- [Problem to work on]: Starting at the line of the material that contains "on the dried" and ending at the line that contains "0, 90, 51, 211", copy out only those lines, including both ends and leaving the requests unchanged. In the answers, scale every box coordinate by 1.9 and round to whole numbers, rounding halves up.

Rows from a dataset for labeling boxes
## Start

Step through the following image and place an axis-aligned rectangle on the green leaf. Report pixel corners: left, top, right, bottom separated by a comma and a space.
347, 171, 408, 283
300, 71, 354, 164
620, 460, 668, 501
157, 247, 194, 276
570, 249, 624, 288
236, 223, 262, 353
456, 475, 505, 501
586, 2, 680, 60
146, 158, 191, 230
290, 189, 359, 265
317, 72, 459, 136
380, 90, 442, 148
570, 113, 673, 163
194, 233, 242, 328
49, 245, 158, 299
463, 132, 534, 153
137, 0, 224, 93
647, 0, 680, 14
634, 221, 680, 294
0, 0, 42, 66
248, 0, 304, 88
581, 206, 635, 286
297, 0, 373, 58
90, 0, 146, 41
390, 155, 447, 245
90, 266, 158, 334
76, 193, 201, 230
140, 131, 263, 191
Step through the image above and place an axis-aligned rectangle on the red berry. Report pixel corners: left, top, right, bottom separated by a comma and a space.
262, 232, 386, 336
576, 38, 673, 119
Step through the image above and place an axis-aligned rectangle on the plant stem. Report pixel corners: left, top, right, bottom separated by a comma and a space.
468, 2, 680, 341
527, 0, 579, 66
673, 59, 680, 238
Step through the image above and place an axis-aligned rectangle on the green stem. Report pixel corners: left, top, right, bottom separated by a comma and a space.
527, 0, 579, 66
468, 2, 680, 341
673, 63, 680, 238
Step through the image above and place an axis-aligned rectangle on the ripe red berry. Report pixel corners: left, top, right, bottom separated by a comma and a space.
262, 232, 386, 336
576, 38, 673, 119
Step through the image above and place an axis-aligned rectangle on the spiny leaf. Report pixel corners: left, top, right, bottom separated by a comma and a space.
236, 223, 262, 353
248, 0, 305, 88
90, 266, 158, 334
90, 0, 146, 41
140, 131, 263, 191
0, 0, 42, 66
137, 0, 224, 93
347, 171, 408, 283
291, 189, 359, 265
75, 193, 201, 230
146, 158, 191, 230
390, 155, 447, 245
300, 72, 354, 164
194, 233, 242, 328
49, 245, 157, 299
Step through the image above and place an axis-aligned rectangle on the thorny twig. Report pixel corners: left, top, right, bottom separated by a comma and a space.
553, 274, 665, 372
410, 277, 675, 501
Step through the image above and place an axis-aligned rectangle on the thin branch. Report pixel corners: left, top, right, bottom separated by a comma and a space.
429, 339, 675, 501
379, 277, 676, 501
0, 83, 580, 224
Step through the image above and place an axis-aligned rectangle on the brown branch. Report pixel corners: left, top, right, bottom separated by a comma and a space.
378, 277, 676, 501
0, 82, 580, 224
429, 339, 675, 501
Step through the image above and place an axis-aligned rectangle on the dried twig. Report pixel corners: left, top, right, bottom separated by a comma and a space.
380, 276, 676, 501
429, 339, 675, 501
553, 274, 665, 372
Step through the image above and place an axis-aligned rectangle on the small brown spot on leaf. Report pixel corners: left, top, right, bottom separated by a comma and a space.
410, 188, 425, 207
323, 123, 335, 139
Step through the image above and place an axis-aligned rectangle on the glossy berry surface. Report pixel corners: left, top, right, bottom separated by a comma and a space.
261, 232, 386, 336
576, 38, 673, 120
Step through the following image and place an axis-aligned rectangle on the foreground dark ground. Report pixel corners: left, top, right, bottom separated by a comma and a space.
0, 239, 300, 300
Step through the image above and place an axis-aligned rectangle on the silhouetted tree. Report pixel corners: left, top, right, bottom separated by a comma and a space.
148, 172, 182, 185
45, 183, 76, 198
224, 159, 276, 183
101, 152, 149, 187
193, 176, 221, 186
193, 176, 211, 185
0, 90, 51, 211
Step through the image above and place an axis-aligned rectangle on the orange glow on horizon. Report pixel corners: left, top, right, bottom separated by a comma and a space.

## End

- [Problem solution]:
Step through the image above and place an axis-aligned rectangle on the dried twig. Report pixel corners: left, top, right, bottom separated by a comma and a space.
722, 524, 1284, 952
815, 644, 1283, 952
1051, 521, 1264, 707
Step through the image above and place an axis-aligned rectangle on the small brown spot on leaf. Report pixel corners: left, top, right, bottom separated by a comma and a space.
779, 357, 808, 393
614, 234, 637, 264
Step through the image above and place an axis-aligned rectangle on the glossy berry surface. Report pixel corners: left, top, right, bottom separated by a comma and a space.
496, 441, 733, 638
1094, 72, 1279, 228
Step through the following image and place an axis-aligned rectangle on the foreground dark ground. Report pixel corners: left, top, right, bottom separated by a comma and a space.
0, 454, 570, 570
Step through the image above and place an axis-aligned rectangle on the silhouetted tree. Report pixel corners: left, top, right, bottom separated by a comma and a space.
281, 327, 346, 352
86, 348, 144, 376
426, 302, 524, 348
192, 289, 283, 355
367, 334, 420, 353
367, 334, 401, 352
0, 171, 97, 401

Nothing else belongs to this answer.